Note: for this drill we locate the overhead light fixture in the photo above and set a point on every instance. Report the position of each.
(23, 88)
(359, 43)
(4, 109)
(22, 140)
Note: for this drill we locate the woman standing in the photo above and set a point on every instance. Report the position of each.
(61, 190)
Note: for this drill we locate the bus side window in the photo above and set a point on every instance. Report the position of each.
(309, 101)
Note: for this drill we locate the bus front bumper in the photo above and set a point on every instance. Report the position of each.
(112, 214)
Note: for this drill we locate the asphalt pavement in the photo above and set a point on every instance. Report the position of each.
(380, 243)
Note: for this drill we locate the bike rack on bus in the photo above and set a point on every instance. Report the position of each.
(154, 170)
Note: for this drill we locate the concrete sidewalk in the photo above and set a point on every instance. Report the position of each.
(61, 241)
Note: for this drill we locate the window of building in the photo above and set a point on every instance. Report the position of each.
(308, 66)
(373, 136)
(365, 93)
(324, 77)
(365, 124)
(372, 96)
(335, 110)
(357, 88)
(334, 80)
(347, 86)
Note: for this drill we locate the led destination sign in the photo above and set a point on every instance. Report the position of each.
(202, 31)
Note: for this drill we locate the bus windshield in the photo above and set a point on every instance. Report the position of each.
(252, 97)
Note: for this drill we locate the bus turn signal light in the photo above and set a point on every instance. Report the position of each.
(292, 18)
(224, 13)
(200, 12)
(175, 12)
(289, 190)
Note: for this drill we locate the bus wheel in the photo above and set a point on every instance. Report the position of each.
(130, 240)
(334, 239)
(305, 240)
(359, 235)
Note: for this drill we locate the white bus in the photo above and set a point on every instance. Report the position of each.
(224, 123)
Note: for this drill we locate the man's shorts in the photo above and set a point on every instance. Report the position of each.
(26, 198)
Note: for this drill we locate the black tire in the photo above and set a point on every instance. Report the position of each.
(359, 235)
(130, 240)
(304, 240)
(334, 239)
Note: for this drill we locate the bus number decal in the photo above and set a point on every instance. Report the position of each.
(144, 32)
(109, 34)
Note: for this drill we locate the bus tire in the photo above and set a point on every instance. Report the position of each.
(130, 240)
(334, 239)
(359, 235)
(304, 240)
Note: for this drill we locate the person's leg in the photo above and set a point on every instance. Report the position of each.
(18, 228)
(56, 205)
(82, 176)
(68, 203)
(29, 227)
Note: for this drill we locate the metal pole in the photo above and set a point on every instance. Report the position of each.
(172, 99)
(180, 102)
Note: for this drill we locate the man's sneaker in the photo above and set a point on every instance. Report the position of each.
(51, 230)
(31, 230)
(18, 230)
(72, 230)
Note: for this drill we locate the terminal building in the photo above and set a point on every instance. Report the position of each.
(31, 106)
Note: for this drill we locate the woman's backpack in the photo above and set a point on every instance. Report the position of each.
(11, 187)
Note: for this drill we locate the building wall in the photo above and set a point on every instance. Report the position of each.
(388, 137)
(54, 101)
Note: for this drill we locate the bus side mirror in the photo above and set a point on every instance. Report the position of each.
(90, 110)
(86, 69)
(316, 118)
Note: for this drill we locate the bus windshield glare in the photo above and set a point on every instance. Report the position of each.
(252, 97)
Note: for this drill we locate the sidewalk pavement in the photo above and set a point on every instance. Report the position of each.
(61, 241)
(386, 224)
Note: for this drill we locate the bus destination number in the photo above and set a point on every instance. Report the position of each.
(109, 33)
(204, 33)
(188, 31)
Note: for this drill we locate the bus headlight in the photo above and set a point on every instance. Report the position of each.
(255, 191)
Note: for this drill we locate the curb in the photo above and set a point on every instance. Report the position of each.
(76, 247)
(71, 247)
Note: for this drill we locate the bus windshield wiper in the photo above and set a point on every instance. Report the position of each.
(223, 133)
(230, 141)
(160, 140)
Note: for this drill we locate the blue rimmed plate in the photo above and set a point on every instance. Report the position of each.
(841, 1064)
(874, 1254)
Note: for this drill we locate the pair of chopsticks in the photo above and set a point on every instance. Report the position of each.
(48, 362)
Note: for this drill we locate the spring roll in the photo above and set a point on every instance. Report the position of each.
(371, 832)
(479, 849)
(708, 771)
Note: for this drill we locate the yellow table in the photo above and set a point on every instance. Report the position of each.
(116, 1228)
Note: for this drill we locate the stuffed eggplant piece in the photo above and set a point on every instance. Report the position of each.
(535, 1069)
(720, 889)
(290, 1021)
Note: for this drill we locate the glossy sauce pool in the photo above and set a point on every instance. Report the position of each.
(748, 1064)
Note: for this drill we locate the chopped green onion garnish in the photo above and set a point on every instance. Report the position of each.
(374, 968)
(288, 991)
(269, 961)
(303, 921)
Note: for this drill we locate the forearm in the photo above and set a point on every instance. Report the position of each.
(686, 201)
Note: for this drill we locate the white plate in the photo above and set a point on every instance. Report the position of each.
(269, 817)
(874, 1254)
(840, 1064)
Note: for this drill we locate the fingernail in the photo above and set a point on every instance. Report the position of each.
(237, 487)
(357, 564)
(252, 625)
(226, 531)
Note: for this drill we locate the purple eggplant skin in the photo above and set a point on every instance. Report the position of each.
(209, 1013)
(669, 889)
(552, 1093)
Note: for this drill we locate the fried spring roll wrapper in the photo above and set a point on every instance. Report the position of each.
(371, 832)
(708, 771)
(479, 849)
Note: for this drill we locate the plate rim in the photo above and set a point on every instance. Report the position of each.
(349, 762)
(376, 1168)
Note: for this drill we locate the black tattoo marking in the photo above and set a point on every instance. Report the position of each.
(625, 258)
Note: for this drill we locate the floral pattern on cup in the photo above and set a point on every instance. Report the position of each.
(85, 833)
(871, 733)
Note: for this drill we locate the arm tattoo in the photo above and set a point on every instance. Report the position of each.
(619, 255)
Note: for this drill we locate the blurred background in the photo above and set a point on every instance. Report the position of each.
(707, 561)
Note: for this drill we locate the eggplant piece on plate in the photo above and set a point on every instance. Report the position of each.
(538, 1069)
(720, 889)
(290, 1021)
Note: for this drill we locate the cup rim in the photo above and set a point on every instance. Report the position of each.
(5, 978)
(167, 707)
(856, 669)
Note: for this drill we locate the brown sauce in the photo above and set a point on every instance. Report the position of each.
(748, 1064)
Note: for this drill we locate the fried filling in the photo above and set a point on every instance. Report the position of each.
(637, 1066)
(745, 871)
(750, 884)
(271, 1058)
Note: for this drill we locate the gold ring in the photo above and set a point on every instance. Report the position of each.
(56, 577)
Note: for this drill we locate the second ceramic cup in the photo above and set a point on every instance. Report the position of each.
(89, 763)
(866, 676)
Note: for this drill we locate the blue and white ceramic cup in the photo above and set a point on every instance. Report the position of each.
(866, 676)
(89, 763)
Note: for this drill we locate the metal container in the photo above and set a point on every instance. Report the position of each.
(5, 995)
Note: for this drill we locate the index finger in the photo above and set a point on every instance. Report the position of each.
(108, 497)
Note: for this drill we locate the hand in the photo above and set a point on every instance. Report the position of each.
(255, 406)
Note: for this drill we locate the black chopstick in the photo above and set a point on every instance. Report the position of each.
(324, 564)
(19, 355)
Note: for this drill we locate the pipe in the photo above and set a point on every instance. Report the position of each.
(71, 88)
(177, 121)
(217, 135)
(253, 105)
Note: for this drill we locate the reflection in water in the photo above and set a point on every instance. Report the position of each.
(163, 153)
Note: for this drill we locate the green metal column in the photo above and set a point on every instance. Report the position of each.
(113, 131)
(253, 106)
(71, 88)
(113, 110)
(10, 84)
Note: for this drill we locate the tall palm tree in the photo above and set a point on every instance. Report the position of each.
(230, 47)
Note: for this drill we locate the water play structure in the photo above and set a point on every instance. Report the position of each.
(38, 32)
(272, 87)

== Given task ==
Turn all the rows above into a numbered list with one line per item, and leave out any blank lines.

== Result of this exercise ==
1. Note: for this drill we locate the overhead light fixture in the photo above and set a point on every instance. Report the position of each.
2. (23, 88)
3. (359, 43)
4. (4, 109)
5. (22, 140)
6. Note: for this drill we locate the woman standing in the photo above and set a point on every instance. Report the position of each.
7. (61, 190)
8. Note: for this drill we locate the bus side window in the photo above and set a point on every instance. Report the position of each.
9. (309, 101)
10. Note: for this drill we locate the bus front bumper in the photo above and set a point on every instance. Report the position of each.
11. (112, 214)
12. Note: for this drill we locate the asphalt pavement in the photo above and set a point on every instance. Report the position of each.
13. (380, 243)
14. Note: for this drill we locate the bike rack on bus in the photo above and set a point on every instance. Report the position of each.
15. (154, 170)
16. Note: for this drill we locate the concrete sidewalk in the photo above and set a point on every instance. Report the position of each.
17. (61, 241)
18. Note: for this drill we locate the window of building in the photo above and set a point on every instance. Report the position of each.
19. (308, 66)
20. (373, 136)
21. (365, 93)
22. (324, 77)
23. (365, 124)
24. (372, 96)
25. (335, 110)
26. (357, 88)
27. (334, 80)
28. (347, 86)
29. Note: for this drill we locate the led destination sign in the photo above and set a point on every instance. Report the position of each.
30. (202, 31)
31. Note: for this drill we locate the bus windshield in the photo above and set a point on every instance. Report the position of each.
32. (252, 97)
33. Note: for this drill we locate the bus turn signal light in the photo above and set a point on every instance. Report the position of each.
34. (292, 18)
35. (224, 13)
36. (200, 12)
37. (175, 12)
38. (289, 190)
39. Note: for this drill we locate the bus wheel in the photo above and set a point on every instance. Report the position of each.
40. (130, 240)
41. (334, 239)
42. (305, 240)
43. (359, 235)
44. Note: for this drill we locate the white bus in the photo above and set a point on every instance. Report the position of each.
45. (224, 123)
46. Note: for this drill we locate the man's shorts in the photo above and set a point on every instance. Report the position of each.
47. (26, 198)
48. Note: for this drill we locate the black tire in the photo above and set a point on every instance. Report the position of each.
49. (359, 235)
50. (130, 240)
51. (304, 240)
52. (334, 239)
53. Note: for this drill we locate the bus number decal in the photo above and set a point on every instance. Report the position of each.
54. (144, 32)
55. (109, 34)
56. Note: for this drill we locate the bus tire in the photo above and set a point on every instance. Report the position of each.
57. (130, 240)
58. (334, 239)
59. (359, 235)
60. (304, 240)
61. Note: for this drill we locate the person's leg in the photo above and set a point on every instance. Report the position of each.
62. (18, 228)
63. (56, 205)
64. (82, 176)
65. (68, 203)
66. (29, 227)
67. Note: for this drill we locate the metal pole in the photo above and set a point on every instance. Report the position of each.
68. (172, 99)
69. (180, 102)
70. Note: for this drill we locate the man's sneaker in the photo above and set a point on every instance. Report the position of each.
71. (51, 230)
72. (31, 230)
73. (18, 230)
74. (72, 230)
75. Note: for this drill we locate the terminal building in the photo above and set a point on every instance. Report the position of each.
76. (31, 106)
77. Note: for this drill we locate the woman's backpack in the photo above and set a point on every instance. Report the position of each.
78. (11, 187)
79. Note: for this drill we locate the building wall in the photo above and set a point on every instance. Report the position of each.
80. (388, 137)
81. (54, 101)
82. Note: for this drill we locate the bus side mirror in the photo above and set a point on every instance. Report the position of each.
83. (90, 110)
84. (86, 69)
85. (316, 118)
86. Note: for this drill we locate the bus windshield glare in the photo above and set a point on every instance. Report the position of each.
87. (252, 97)
88. Note: for this drill we locate the sidewalk pavement in the photo above and set a point on every instance. Report the position of each.
89. (61, 241)
90. (386, 224)
91. Note: for this drill we locate the bus destination number in the photo above and set a point on every instance. Report the position of each.
92. (109, 33)
93. (204, 33)
94. (188, 31)
95. Note: for this drill we locate the bus headlight in the photo above and set a point on every instance. Report the position of each.
96. (255, 191)
97. Note: for this drill we locate the curb in the photo above and set a point on every instance. Report the position of each.
98. (76, 247)
99. (71, 247)
100. Note: for this drill we locate the bus windshield wiper in the photo above and set a point on every instance. Report the position of each.
101. (223, 133)
102. (230, 141)
103. (160, 140)
104. Note: for this drill we locate the blue rimmed plate in the photo above and set a point on every instance. Report the position of each.
105. (841, 1064)
106. (874, 1254)
107. Note: for this drill we locate the pair of chopsticks in the photo above and set a point on every instance. Report the position of each.
108. (48, 362)
109. Note: for this drill we locate the spring roll in the photo above and set a point on every instance. Report the position of each.
110. (371, 832)
111. (479, 849)
112. (708, 771)
113. Note: for this drill we locate the yellow table in the photo above and set a point on every instance. Report the position of each.
114. (116, 1228)
115. Note: for this drill we locate the stuffed eggplant piece in the photo above and set a point on every instance. Report the position of each.
116. (535, 1069)
117. (720, 889)
118. (290, 1021)
119. Note: for this drill we locate the glossy sauce pool in the photo above and set a point on every instance. Report the position of each.
120. (748, 1064)
121. Note: for this drill we locate the chopped green onion garnish in the photo above and set a point on every instance. Report the position of each.
122. (374, 968)
123. (288, 991)
124. (269, 961)
125. (303, 921)
126. Note: for this drill we locate the forearm in the photo above and set a point on every instance. Report the position of each.
127. (686, 201)
128. Note: for this drill we locate the white plate in the photo above and set a point on every instance. Report the position of each.
129. (269, 817)
130. (874, 1254)
131. (840, 1064)
132. Note: for this drill we locate the fingernail in the photo above and set a point on every instance. Report the position of each.
133. (237, 487)
134. (357, 564)
135. (252, 625)
136. (226, 531)
137. Note: for this drill we locate the purple eggplant skin in the photo above and set a point on every instance. Report the position of each.
138. (209, 1013)
139. (669, 889)
140. (552, 1093)
141. Note: for this drill we locate the fried spring roll wrapper in the photo above and set a point on every instance. Report the position of each.
142. (371, 832)
143. (708, 771)
144. (479, 849)
145. Note: for this drill we locate the plate rim in the photo above and set a point on every instance. Report the position of each.
146. (349, 762)
147. (376, 1168)
148. Note: for this drill we locate the black tattoo marking in the photo above and set a point on every instance. Report the position of each.
149. (625, 258)
150. Note: for this drill we locate the floral pattern on cup in the photo above and set a point on every instance. Report the position of each.
151. (85, 833)
152. (871, 733)
153. Note: for this drill we locate the arm tattoo in the photo above and set a point on every instance. Report the position of each.
154. (619, 255)
155. Note: for this drill we locate the blurred background in the photo above and set a point on every instance. Report the position of each.
156. (707, 561)
157. Note: for this drill we locate the eggplant piece on plate in the photo above and set a point on every instance. Report the position of each.
158. (538, 1069)
159. (720, 889)
160. (290, 1021)
161. Note: for this drill we locate the cup rim in the photo above and set a point on every instance. Report the position of each.
162. (5, 978)
163. (167, 707)
164. (856, 669)
165. Note: for this drill we locate the brown sauce in the photo above and set a point on every instance. Report the position of each.
166. (748, 1064)
167. Note: for this drill we locate the fried filling in the photo above and set a point on every instance. Report the position of each.
168. (637, 1066)
169. (745, 871)
170. (750, 884)
171. (271, 1058)
172. Note: for this drill we locate the gold ring in the photo above and set a point on every instance. Report the position of each.
173. (56, 577)
174. Note: for this drill we locate the second ceramic cup in the photo above and set a point on every instance. Report the position of each.
175. (89, 763)
176. (866, 676)
177. Note: for this drill we locate the blue and white ceramic cup in the photo above and set a point on every instance. Report the position of each.
178. (866, 676)
179. (89, 763)
180. Note: for this drill we locate the metal container in the photo above and set a point on every instance. Report the position of each.
181. (5, 995)
182. Note: for this drill we locate the index finger in the photo above and set a point on every instance. Report the position of each.
183. (108, 497)
184. Note: for this drill we locate the hand in the photo above and set a point on every instance. Report the position of each.
185. (255, 406)
186. Note: for this drill we locate the black chopstick in the photo above and set a point on every instance. Report the position of each.
187. (324, 564)
188. (19, 355)
189. Note: for this drill we locate the pipe in the photo above and set a point on every instance. Report the position of each.
190. (71, 88)
191. (177, 121)
192. (217, 135)
193. (253, 105)
194. Note: for this drill we locate the reflection in water in the photo above and set a point on every instance. Report the position of each.
195. (163, 153)
196. Note: for this drill we locate the green metal column in the photo above and set a point on every instance. Report the position of each.
197. (113, 131)
198. (253, 106)
199. (71, 88)
200. (113, 110)
201. (10, 84)
202. Note: for this drill we locate the tall palm tree in the photo above and set a point on every instance. Report the position of each.
203. (230, 47)
204. Note: for this drill we locate the water play structure in the photo above and set a point on every instance. Report the position of each.
205. (38, 32)
206. (272, 87)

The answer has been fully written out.